Masalah lain adalah kalau kita berhadapan dengan kata Ing yang bersinonim atau hampir semakna artinya. Femmy pernah kebingungan waktu harus menerjemahkan moist, moisture, humid, humidity, wet, wetness, hygroscopic ... yang hampir selalu dipadankan dengan kata "lembap" (bukan lembab).

Padahal dalam BI ada kata lengas, basah, ... dan entah apa lagi yang tidak kita ketahui padahal mungkin ada dalam khazanah BI. Jadi, kalau orang mengatakan BI itu miskin, apa bukan penggunanya yang miskin?

>OO, siapa sih biasanya yang menentukan>pilihan kata-kata seperti itu?
(Kata-kata yang "aneh" dan belum pernah>saya dengar).
== Yang menentukan adalah orang yang super-rajin. Mereka membuka-buka kamus dan menandai kamusnya itu, lalu menggunakan kata yang ada di situ kalau kebetulan dianggap pas. Contohnya adalah kata "tedas" dan "jelah" tadi, atau yang dicontohkan oleh Steve di sini: farik = nyata bedanya (yang cocok kan dengan makna kata discrete?). Saya, karena sehari-hari bergaul dengan para ilmuwan penerjemah, sudah ngga merasa aneh lagi berkenalan dengan kata-kata "aneh" itu. Contohnya kata sifar/sifer (zero), mintakat (zone), galat (error, untuk membedakannya dengan "kesalahan" yang padanan mistake), terok (sample), darab (multiple), kukus (steam), sigi (survey), serap (absorb), jerap (adsorb), atau tunak (steady state) ... ha, ha, SS Steve jadinya "Steve Tunak" ... ahoy, jelek amat. :-(

> jelly-like = liragar
== Nah, yang ini sengaja diciptakan, jelly = agar, sedangkan "lir" adalah imbuhan yang artinya "mirip", sama seperti imbuhan "bak". Contoh di kelompok ini adalah lirintan (diamonoid), awawarna/tanwarna (colorless), laik-santap (edible), nirbiji (seedless), nirsambungan (seamless), nirkarat (stainless) ...

> ceiling temperature = suhu pagu (jadi, floor temperature = ...)
== Wah, ngga tahu tuh; soalnya, terus terang aja deh, saya lebih banyak berperan sebagai pemerhati dan pengguna berbagai istilah baru ini, bukan pencipta. Saya sendiri sangat selektif (pemilih) dengan mempertimbangkan apakah pembaca saya bisa diajak menerima kata-kata baru itu. Dan saya coba untuk selalu menjelaskan makna kata baru tersebut dalam tulisan saya. Dan pada akhirnya memang kita (saya sebagai penerbit) akan selalu berkompromi dengan pengarang (pencipta kata baru) mengenai pilihan kata ini.

----------------------------------------

### Ketentuan Tugas
Jawablah pertanyaan berikut berdasarkan kutipan tentang padanan istilah di atas.
1. Kata apa yang hampir selalu dipakai sebagai padanan untuk moist, humid, dan wet?
2. Apa arti imbuhan "lir" dalam kata "liragar"?
3. Dalam hal istilah baru, penulis lebih banyak berperan sebagai apa?

### Data yang Diberikan

----------------------------------------

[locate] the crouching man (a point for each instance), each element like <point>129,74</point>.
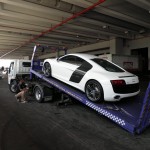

----------------------------------------

### Jawaban
1. "Lembap" (bukan lembab).
2. "Mirip", sama seperti imbuhan "bak".
3. Sebagai pemerhati dan pengguna berbagai istilah baru, bukan pencipta.